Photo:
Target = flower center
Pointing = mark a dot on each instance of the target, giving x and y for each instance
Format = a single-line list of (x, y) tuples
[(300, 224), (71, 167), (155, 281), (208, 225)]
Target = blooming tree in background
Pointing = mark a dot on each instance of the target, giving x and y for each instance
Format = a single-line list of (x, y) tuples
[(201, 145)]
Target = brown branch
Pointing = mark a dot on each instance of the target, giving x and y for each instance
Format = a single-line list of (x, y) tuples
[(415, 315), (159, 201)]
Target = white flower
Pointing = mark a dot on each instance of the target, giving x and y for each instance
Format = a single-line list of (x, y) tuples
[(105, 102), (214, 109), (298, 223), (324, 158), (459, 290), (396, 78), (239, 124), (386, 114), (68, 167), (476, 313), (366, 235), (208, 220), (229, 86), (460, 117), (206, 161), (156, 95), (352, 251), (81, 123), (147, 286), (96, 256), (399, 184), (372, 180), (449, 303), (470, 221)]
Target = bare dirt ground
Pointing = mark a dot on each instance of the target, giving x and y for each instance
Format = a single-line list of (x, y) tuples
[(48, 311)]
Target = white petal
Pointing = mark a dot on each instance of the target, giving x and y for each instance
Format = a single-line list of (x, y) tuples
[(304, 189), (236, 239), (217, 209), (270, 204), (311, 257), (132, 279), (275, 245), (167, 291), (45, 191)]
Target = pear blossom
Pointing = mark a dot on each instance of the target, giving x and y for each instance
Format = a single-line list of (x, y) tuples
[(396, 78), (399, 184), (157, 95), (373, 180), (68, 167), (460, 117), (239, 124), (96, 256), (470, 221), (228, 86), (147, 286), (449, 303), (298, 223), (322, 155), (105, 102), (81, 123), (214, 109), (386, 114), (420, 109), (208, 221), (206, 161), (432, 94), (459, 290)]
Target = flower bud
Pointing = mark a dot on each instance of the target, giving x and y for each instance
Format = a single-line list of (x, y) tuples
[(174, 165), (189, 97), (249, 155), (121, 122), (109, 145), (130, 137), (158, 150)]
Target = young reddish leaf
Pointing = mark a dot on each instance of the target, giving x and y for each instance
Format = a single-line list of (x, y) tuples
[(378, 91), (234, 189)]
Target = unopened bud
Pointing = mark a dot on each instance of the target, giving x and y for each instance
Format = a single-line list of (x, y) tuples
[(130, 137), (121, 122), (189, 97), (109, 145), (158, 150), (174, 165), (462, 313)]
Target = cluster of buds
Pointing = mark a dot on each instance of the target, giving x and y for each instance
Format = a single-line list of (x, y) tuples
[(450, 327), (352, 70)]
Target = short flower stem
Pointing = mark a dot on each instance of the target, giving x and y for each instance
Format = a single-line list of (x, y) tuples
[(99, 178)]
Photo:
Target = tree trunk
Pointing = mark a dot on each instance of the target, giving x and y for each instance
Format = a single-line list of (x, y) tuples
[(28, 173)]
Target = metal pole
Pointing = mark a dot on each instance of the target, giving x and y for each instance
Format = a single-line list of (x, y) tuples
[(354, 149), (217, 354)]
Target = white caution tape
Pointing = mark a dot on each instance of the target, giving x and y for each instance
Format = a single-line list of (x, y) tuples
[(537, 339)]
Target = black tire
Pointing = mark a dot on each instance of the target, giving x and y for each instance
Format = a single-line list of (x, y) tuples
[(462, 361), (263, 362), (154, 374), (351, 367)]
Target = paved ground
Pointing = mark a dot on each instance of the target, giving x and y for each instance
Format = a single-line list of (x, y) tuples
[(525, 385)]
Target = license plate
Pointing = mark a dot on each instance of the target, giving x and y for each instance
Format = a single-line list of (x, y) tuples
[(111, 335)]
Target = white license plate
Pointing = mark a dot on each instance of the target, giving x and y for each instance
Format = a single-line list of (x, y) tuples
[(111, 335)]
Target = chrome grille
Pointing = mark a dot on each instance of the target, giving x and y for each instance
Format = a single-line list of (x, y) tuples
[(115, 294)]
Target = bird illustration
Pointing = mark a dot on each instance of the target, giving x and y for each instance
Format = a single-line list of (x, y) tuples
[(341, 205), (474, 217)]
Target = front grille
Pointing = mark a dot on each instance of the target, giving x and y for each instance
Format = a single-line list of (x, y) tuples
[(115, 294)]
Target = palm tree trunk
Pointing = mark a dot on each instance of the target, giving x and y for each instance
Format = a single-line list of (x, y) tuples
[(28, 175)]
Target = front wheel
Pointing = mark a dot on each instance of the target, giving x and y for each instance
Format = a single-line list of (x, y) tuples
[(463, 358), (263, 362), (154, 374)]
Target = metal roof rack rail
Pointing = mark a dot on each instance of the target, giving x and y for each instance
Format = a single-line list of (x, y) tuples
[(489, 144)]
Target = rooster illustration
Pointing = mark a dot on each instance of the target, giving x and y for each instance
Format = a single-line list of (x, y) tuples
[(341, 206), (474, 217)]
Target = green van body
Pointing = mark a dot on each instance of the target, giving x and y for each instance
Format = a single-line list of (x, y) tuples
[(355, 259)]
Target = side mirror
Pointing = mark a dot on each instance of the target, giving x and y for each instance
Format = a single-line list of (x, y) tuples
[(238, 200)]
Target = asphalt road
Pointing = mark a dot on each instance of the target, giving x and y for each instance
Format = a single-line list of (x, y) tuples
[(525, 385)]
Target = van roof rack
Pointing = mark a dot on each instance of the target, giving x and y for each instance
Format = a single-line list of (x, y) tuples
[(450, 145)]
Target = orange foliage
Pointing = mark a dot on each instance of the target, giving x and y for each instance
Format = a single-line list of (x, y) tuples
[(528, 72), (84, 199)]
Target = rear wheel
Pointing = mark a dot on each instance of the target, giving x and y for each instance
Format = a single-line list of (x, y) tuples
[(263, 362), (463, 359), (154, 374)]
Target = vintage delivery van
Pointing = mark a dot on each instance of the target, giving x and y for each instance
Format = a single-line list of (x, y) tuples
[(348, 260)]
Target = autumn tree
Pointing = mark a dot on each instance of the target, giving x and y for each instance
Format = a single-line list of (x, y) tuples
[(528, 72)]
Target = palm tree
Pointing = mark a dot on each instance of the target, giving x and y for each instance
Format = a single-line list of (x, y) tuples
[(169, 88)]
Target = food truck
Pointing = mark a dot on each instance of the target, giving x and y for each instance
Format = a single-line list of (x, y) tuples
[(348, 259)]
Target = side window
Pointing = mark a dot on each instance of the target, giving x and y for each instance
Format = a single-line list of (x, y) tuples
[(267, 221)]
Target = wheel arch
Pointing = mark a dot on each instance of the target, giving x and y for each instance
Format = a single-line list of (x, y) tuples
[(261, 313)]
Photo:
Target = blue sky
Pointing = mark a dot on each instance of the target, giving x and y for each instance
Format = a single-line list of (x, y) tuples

======

→ **Task objective**
Rewrite all the items above, changing every "mark a dot" to "place a point" and leaving everything else as it is.

→ **Full answer**
Photo:
Target = flower center
Pointing = place a point on each instance of the target, giving x and y for each instance
Format = a single-line list of (x, y) tuples
[(300, 224), (71, 167), (155, 281), (208, 225)]
Target = blooming tree in background
Pointing = place a point on each instance of the target, giving x and y for each instance
Format = a single-line list of (x, y) tuples
[(201, 145)]
Target = brown branch
Pointing = place a point on each instance of the target, giving x and y for each instance
Format = a single-line list of (x, y) tuples
[(415, 315), (159, 201)]
Target = white flower
Pointing = place a point on each instance of the target, giving x and y for each instance
Format = a single-line list of (x, y) tuples
[(105, 102), (214, 109), (298, 223), (324, 158), (459, 290), (396, 78), (239, 124), (386, 114), (68, 167), (476, 313), (366, 235), (208, 220), (229, 86), (460, 117), (206, 161), (156, 95), (352, 251), (81, 123), (147, 286), (96, 256), (399, 184), (372, 180), (449, 303), (470, 221)]
Target = bare dirt ground
Pointing = place a point on each instance of the target, giving x and y for each instance
Format = a single-line list of (x, y) tuples
[(48, 311)]
Target = white petal
Pointing = place a point on each instance of the target, giving x and y for each instance
Format = a single-line list of (x, y) tuples
[(304, 189), (236, 239), (217, 209), (270, 204), (311, 257), (132, 279), (275, 245), (167, 291), (45, 191)]
Target = pear blossom
Pointing = place a point on each instance of the target, giving x and y for each instance
Format = a single-line list of (x, y) tuples
[(396, 78), (399, 184), (157, 95), (373, 180), (68, 167), (460, 117), (239, 124), (96, 256), (470, 221), (228, 86), (147, 286), (449, 303), (298, 223), (322, 155), (105, 102), (81, 123), (214, 109), (386, 114), (420, 109), (208, 221), (206, 161), (432, 94), (459, 290)]
Target = flower bud
Pointing = place a point on each instance of the target, giving x and y for each instance
Format = a single-line list of (x, y) tuples
[(174, 165), (189, 97), (249, 155), (121, 122), (109, 145), (130, 137), (158, 150)]
Target = young reddish leaf
Pointing = place a point on each instance of the target, giving x and y for each instance
Format = a single-line list of (x, y) tuples
[(378, 91), (234, 189)]
Target = unopened bud
Pointing = place a point on each instance of the target, giving x and y for each instance
Format = a single-line list of (x, y) tuples
[(130, 137), (121, 122), (189, 97), (109, 145), (158, 150), (174, 165), (462, 313)]
Target = cluster of buds
Pointing = place a point on each instance of the target, giving x and y for each instance
Format = a single-line list of (x, y) tuples
[(450, 327), (352, 70)]
Target = short flower stem
Pointing = place a point on each instance of the target, giving x and y for each instance
Format = a single-line list of (x, y) tuples
[(99, 178)]
Photo:
Target = tree trunk
Pointing = place a point on each instance of the target, giving x and y for each instance
Format = a single-line list of (x, y) tuples
[(28, 173)]
Target = metal pole
Pointing = place a point on each instance of the target, giving x and y for each instance
Format = a single-line list of (x, y) tuples
[(354, 149), (217, 354)]
Target = white caution tape
Pointing = place a point on each instance of the target, giving x and y for each instance
Format = a single-line list of (x, y) tuples
[(537, 339)]
Target = black tire
Pointing = place a point on each instance of the target, giving x and y for each instance
Format = a single-line list of (x, y) tuples
[(462, 361), (263, 362), (154, 374), (351, 367)]
Target = paved ground
Pointing = place a point on each instance of the target, giving x and y for each instance
Format = a single-line list of (x, y) tuples
[(525, 385)]
Target = license plate
Pointing = place a point on each instance of the target, giving x and y for each instance
Format = a single-line list of (x, y) tuples
[(111, 335)]
Target = white license plate
Pointing = place a point on each instance of the target, giving x and y for each instance
Format = a single-line list of (x, y) tuples
[(111, 335)]
Target = chrome grille
Pointing = place a point on each instance of the target, giving x and y for each instance
Format = a single-line list of (x, y) tuples
[(115, 294)]
Target = bird illustration
Pointing = place a point on each instance of the target, giving x and y for each instance
Format = a single-line list of (x, y) tuples
[(341, 205), (474, 217)]
Target = front grille
Pointing = place a point on each instance of the target, giving x and y for each instance
Format = a single-line list of (x, y) tuples
[(115, 294)]
Target = palm tree trunk
Pointing = place a point on each instance of the target, giving x and y for each instance
Format = a single-line list of (x, y) tuples
[(28, 175)]
Target = front wheel
Pointing = place a point on each instance of the target, giving x and y for each instance
Format = a single-line list of (x, y) tuples
[(463, 358), (263, 362), (154, 374)]
Target = metal roof rack rail
Pointing = place a point on each instance of the target, giving x and y for each instance
Format = a single-line list of (x, y) tuples
[(489, 144)]
Target = rooster illustration
Pointing = place a point on each instance of the target, giving x and y for each instance
Format = a single-line list of (x, y) tuples
[(341, 206), (474, 217)]
Target = green van body
Pointing = place a point on each instance of the target, giving x and y for each instance
Format = a single-line list of (x, y) tuples
[(355, 259)]
Target = side mirror
Pointing = place a point on each instance of the target, giving x and y for each instance
Format = a single-line list of (x, y) tuples
[(238, 200)]
Target = asphalt road
Pointing = place a point on each instance of the target, giving x and y for each instance
Format = a single-line list of (x, y) tuples
[(525, 385)]
Target = van roof rack
Pointing = place a point on each instance of the target, giving x and y for each instance
Format = a single-line list of (x, y) tuples
[(450, 145)]
Target = orange foliage
Pointing = place a point on each instance of the target, giving x and y for each instance
Format = a single-line list of (x, y) tuples
[(528, 72), (84, 199)]
Target = rear wheel
Pointing = place a point on each instance of the target, giving x and y for each instance
Format = a single-line list of (x, y) tuples
[(263, 362), (463, 359), (154, 374)]
Target = vintage delivery van
Pointing = place a point on each instance of the target, giving x and y for each instance
Format = a single-line list of (x, y) tuples
[(348, 260)]
Target = autumn tree
Pointing = place a point on each instance of the target, giving x and y for each instance
Format = a single-line list of (x, y) tuples
[(528, 72)]
Target = palm tree
Pointing = place a point on each instance of the target, giving x and y for each instance
Format = a single-line list of (x, y) tuples
[(169, 88)]
Target = food truck
Pointing = place a point on each instance of the target, giving x and y for each instance
Format = a single-line list of (x, y) tuples
[(348, 259)]
Target = side window
Pointing = place a point on each instance of the target, giving x and y for each instance
Format = a single-line list of (x, y) tuples
[(267, 221)]
Target = wheel arch
Pointing = place a point on each instance of the target, giving x and y for each instance
Format = a single-line list of (x, y) tuples
[(261, 313)]
Photo:
Target = blue sky
Pointing = place a point on each instance of the target, giving x and y for each instance
Format = a single-line list of (x, y) tuples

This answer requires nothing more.